WHAT THE TASK ASKS:
Whenever a line in the data holds the string "counter", pull that line out.

MATERIAL PROVIDED:
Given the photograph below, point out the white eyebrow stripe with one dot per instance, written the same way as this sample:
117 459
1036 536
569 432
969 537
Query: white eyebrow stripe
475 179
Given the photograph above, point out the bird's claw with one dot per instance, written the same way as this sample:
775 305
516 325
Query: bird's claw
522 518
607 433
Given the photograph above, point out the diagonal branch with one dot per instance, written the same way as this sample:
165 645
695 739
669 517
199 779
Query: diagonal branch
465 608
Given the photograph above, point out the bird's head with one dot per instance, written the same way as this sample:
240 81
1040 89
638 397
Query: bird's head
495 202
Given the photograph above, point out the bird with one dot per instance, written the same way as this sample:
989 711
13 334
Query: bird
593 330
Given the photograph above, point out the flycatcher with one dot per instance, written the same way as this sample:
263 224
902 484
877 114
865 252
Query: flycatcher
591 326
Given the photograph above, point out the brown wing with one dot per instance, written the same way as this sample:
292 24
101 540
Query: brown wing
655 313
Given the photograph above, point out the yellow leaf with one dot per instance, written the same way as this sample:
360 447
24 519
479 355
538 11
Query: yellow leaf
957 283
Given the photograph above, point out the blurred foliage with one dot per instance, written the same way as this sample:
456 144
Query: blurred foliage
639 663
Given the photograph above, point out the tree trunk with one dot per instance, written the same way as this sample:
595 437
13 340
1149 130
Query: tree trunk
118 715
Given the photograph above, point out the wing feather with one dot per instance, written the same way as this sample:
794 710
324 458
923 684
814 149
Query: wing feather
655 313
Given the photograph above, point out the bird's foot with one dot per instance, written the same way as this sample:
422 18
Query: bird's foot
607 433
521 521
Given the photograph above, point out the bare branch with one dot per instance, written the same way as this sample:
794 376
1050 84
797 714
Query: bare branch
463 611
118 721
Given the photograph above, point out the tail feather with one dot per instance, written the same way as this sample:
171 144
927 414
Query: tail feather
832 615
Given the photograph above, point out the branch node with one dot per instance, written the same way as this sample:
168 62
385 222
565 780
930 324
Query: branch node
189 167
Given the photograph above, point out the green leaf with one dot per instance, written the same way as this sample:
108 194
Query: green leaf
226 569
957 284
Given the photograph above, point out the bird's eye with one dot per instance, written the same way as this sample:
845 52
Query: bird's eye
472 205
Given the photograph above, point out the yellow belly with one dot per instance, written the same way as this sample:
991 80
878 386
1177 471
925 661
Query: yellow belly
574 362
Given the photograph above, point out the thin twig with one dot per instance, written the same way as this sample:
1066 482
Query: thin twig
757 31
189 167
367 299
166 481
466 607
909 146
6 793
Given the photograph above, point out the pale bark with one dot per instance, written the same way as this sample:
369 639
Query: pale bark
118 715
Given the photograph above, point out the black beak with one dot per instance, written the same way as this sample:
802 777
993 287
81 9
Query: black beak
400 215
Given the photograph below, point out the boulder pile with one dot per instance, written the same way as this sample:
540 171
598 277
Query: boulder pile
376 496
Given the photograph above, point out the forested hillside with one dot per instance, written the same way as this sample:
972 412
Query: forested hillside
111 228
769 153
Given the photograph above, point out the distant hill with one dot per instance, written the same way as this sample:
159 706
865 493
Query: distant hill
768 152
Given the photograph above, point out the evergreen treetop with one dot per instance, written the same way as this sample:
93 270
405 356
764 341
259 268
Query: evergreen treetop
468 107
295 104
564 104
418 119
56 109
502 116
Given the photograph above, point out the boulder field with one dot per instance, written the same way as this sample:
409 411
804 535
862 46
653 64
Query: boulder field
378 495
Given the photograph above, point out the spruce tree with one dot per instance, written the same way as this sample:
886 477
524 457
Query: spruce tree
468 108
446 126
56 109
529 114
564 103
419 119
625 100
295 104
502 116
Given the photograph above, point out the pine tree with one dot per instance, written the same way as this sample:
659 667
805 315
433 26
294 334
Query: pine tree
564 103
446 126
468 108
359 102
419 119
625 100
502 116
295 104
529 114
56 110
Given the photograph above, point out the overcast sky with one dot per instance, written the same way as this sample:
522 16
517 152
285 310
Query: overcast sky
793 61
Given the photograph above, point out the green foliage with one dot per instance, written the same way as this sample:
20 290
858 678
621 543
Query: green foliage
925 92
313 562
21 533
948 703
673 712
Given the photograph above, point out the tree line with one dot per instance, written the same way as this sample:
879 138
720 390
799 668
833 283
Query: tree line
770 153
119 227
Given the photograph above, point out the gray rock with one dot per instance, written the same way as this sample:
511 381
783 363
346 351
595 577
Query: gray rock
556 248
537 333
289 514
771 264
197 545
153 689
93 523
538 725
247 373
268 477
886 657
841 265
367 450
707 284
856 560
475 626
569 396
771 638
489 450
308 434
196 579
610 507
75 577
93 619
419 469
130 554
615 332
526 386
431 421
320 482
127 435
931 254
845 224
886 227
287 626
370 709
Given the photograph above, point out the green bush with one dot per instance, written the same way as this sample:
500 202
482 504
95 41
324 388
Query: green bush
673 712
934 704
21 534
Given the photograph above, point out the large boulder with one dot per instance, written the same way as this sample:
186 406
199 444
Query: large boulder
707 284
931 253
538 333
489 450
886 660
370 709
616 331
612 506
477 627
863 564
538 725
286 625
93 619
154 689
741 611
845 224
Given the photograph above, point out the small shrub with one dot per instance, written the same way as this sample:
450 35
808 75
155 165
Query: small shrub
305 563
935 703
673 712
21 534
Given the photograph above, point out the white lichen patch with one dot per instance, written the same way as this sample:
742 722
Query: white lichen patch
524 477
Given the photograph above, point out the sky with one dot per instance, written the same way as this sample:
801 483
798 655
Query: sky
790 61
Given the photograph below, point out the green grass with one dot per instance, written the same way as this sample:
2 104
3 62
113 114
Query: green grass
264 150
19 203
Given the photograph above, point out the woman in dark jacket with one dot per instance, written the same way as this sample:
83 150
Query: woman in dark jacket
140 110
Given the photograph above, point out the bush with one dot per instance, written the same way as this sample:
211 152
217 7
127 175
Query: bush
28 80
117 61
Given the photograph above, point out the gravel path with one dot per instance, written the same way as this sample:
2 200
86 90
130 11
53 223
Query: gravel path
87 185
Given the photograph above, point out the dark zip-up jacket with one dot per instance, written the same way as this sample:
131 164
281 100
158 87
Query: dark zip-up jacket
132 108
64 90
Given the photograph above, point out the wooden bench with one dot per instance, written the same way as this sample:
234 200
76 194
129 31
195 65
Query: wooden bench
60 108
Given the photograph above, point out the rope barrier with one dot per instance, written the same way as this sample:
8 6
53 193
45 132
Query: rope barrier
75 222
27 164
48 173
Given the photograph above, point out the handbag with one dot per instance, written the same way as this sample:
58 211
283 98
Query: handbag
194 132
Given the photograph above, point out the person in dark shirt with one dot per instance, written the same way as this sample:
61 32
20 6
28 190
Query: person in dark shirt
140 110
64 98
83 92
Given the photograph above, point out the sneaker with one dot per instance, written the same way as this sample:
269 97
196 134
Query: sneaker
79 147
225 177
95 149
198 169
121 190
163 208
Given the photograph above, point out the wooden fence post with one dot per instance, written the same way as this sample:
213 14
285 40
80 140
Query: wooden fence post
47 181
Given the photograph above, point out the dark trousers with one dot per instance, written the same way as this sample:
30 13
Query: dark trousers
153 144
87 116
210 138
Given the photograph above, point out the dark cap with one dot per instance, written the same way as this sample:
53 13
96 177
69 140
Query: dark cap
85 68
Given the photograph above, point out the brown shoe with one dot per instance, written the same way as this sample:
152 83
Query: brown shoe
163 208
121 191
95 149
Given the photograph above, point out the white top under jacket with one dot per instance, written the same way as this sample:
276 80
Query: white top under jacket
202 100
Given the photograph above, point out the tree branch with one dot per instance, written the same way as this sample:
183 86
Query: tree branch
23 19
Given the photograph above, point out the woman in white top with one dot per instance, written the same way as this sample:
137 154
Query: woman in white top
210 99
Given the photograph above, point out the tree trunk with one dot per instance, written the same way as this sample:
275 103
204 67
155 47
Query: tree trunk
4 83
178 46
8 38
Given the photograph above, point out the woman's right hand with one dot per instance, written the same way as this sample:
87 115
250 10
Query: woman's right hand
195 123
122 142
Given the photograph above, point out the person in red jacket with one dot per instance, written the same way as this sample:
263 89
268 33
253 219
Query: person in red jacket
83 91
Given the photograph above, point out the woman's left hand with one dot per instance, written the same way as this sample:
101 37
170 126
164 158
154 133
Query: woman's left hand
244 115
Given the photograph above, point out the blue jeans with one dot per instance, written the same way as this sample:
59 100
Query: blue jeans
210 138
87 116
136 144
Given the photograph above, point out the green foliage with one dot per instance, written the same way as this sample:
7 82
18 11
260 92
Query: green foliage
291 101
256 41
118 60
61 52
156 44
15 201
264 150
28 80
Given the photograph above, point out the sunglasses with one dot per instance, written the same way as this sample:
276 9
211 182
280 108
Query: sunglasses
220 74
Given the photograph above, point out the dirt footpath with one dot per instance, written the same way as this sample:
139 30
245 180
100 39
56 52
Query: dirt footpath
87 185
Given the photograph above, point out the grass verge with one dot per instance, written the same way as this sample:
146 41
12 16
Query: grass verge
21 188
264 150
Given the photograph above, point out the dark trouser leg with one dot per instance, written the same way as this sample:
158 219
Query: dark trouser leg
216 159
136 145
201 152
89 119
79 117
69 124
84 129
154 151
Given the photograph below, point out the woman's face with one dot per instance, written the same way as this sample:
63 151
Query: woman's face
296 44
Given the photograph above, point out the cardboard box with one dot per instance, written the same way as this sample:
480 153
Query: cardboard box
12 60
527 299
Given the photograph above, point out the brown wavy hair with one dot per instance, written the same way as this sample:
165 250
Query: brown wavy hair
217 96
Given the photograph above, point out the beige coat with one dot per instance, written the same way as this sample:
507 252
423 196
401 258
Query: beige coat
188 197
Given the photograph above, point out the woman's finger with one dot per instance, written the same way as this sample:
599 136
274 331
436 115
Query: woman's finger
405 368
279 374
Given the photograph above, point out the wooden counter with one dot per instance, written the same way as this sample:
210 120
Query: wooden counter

EXERCISE RESULT:
Given the photograph above, point out the wooden counter with one dot per instance, written the same way as this sample:
Query: wooden counter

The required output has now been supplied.